Dataset rows

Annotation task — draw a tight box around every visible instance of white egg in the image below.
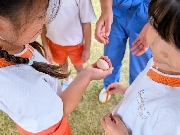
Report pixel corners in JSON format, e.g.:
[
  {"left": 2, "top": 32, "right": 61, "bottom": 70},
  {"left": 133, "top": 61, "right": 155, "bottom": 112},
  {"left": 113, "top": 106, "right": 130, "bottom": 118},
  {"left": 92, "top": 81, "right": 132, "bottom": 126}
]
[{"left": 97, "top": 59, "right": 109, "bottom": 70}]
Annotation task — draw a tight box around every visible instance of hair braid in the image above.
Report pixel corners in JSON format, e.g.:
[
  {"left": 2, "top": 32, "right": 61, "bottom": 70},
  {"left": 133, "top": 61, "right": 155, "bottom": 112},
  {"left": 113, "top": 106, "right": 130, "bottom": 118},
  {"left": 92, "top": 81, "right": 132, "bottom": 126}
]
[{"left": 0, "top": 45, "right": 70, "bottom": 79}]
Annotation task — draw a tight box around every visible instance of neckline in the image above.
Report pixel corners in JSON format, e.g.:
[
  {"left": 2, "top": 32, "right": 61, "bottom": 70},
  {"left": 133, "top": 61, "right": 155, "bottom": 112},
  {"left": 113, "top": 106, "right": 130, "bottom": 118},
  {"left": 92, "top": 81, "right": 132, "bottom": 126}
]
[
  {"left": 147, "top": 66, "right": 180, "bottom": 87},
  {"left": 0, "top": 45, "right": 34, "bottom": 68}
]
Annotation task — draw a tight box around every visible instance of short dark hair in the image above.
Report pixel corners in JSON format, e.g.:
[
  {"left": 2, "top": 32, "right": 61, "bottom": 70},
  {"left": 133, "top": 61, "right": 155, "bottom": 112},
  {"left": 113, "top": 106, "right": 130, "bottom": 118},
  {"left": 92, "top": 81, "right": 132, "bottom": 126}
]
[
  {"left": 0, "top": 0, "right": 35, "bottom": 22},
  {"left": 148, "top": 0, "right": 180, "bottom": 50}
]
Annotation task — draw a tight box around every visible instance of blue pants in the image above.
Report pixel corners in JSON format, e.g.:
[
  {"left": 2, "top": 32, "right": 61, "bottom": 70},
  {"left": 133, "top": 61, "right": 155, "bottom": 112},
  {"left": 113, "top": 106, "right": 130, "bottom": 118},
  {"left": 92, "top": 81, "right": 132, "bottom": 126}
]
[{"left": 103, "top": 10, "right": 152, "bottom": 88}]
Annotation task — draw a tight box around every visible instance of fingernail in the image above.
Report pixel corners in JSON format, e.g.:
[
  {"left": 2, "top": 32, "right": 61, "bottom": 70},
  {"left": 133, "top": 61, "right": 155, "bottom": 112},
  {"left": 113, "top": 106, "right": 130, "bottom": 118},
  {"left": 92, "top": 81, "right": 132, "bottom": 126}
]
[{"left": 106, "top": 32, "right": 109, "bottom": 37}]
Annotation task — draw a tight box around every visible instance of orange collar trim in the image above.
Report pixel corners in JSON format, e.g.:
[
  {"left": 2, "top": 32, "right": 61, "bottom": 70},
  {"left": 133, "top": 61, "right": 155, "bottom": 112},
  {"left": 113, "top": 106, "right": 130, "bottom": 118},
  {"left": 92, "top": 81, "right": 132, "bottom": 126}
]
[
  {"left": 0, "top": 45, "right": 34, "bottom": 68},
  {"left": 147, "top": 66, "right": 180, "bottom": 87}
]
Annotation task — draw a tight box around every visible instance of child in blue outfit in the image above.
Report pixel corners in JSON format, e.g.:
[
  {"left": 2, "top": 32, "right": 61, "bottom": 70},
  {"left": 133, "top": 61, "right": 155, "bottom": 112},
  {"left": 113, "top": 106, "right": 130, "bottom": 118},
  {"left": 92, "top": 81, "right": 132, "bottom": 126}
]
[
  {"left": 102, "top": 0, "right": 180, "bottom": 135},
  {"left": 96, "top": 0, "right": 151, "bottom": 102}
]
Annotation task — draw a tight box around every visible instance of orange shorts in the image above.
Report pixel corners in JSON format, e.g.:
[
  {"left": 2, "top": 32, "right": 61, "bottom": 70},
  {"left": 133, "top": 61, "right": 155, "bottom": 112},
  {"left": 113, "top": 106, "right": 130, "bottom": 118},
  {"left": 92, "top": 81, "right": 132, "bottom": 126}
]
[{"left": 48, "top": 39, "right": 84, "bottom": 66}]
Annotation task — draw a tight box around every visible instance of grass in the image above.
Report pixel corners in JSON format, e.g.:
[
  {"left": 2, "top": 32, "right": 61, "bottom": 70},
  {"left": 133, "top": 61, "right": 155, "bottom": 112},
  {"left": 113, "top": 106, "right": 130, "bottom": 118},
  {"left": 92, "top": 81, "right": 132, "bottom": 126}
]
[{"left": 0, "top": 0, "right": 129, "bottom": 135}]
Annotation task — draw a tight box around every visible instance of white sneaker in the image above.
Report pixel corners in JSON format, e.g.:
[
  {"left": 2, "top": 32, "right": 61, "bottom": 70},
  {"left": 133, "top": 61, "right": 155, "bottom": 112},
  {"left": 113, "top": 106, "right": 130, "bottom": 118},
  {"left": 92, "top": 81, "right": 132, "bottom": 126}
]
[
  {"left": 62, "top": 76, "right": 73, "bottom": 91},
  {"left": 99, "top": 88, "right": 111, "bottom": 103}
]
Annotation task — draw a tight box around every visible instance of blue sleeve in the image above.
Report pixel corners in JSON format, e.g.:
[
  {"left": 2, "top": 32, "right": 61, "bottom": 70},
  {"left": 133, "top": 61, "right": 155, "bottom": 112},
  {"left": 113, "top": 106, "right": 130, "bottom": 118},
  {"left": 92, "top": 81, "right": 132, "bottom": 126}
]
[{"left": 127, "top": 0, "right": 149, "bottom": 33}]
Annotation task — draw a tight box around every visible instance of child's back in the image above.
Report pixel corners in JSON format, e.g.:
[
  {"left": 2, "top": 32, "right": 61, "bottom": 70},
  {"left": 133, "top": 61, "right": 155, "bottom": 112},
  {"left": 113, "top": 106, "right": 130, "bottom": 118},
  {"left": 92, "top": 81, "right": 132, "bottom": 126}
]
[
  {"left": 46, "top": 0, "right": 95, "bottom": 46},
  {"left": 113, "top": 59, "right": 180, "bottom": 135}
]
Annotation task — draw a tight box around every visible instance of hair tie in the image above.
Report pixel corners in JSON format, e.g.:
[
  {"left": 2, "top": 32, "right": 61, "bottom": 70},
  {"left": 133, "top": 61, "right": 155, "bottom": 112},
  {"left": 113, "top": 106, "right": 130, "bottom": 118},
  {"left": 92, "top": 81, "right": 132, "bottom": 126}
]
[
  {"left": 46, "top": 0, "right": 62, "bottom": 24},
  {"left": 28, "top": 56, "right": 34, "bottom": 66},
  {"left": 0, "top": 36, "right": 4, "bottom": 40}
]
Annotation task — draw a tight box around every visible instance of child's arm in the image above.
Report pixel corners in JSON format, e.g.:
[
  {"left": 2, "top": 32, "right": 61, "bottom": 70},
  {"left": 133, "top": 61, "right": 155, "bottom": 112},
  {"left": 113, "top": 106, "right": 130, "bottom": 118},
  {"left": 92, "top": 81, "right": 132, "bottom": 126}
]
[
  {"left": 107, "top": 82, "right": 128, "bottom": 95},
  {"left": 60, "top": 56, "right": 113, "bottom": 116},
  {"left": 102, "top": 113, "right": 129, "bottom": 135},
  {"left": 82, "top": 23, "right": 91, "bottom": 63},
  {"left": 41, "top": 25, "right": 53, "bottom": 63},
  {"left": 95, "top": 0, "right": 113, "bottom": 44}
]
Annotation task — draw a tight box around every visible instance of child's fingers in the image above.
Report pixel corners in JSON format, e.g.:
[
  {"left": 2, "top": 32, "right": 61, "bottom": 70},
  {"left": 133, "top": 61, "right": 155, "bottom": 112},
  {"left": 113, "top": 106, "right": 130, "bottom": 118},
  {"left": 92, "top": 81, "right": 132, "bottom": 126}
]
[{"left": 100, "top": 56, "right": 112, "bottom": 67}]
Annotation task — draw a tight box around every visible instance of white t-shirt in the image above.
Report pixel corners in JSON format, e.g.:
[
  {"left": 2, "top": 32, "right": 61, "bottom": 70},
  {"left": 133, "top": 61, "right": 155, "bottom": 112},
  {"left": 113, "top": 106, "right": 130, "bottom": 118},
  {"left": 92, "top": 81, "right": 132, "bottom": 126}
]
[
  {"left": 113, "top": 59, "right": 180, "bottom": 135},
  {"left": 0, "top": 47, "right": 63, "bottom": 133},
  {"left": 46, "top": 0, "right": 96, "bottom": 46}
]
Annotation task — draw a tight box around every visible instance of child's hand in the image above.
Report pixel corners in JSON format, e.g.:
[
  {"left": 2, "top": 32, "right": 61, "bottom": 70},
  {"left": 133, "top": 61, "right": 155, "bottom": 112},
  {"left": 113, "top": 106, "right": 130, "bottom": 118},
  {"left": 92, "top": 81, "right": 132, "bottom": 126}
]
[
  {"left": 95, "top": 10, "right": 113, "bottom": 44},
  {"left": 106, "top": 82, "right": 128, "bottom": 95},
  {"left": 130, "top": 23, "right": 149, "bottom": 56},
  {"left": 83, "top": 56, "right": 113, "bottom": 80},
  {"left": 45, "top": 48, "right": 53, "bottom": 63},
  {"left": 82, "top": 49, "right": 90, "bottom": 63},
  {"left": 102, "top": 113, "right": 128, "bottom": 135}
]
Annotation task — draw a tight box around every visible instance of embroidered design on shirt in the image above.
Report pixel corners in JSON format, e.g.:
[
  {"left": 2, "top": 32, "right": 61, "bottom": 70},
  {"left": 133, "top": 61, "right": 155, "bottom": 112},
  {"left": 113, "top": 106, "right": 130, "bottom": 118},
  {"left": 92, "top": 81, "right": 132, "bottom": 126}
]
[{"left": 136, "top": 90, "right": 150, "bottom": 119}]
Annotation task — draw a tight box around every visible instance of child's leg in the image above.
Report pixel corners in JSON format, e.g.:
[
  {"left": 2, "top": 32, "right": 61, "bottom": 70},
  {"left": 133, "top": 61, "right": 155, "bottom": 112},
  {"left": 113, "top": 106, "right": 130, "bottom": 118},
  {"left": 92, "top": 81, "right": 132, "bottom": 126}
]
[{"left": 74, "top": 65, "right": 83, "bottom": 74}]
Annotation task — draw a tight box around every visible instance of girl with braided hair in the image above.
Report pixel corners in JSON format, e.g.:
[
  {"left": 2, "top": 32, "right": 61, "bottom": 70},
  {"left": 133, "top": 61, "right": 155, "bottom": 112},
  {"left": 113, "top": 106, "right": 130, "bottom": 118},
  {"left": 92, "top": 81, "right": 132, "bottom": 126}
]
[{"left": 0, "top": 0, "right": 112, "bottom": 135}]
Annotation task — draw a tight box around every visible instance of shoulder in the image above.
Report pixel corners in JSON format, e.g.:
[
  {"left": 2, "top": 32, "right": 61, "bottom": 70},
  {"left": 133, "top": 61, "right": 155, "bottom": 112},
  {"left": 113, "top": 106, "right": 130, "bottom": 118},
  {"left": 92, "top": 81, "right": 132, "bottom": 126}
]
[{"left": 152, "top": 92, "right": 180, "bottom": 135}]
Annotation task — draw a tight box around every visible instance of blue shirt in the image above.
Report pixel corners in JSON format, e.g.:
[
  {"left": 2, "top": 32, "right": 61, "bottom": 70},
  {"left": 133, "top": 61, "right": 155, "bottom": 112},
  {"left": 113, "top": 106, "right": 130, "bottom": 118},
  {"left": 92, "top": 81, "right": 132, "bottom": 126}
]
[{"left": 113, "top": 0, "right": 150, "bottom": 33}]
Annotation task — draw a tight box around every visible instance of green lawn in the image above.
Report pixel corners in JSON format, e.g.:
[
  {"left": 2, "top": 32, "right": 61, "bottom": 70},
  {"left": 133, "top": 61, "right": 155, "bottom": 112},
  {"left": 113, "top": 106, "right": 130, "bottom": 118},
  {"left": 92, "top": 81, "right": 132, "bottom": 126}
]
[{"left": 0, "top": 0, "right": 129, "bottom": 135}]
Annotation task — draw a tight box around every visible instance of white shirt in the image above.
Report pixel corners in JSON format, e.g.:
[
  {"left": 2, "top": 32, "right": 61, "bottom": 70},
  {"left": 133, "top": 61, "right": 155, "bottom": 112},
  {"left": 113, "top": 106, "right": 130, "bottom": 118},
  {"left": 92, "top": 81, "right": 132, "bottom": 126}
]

[WHAT IS NEEDED] Show every line in the dataset rows above that contains the word "child".

[TASK RESULT]
Annotation task — draw a tight box around every visible instance of child in blue outfit in the image above.
Annotation task — draw a tight box around every visible instance of child's back in the image above.
Annotation task — draw a tight box around every visible instance of child's arm in the image above.
Annotation task — draw a tight box around every visible instance of child's fingers in the image above.
Annotation task — draw a tight box around every visible instance of child's hand in the image above.
Annotation task — draw a tight box around every visible instance of child's leg in the image above.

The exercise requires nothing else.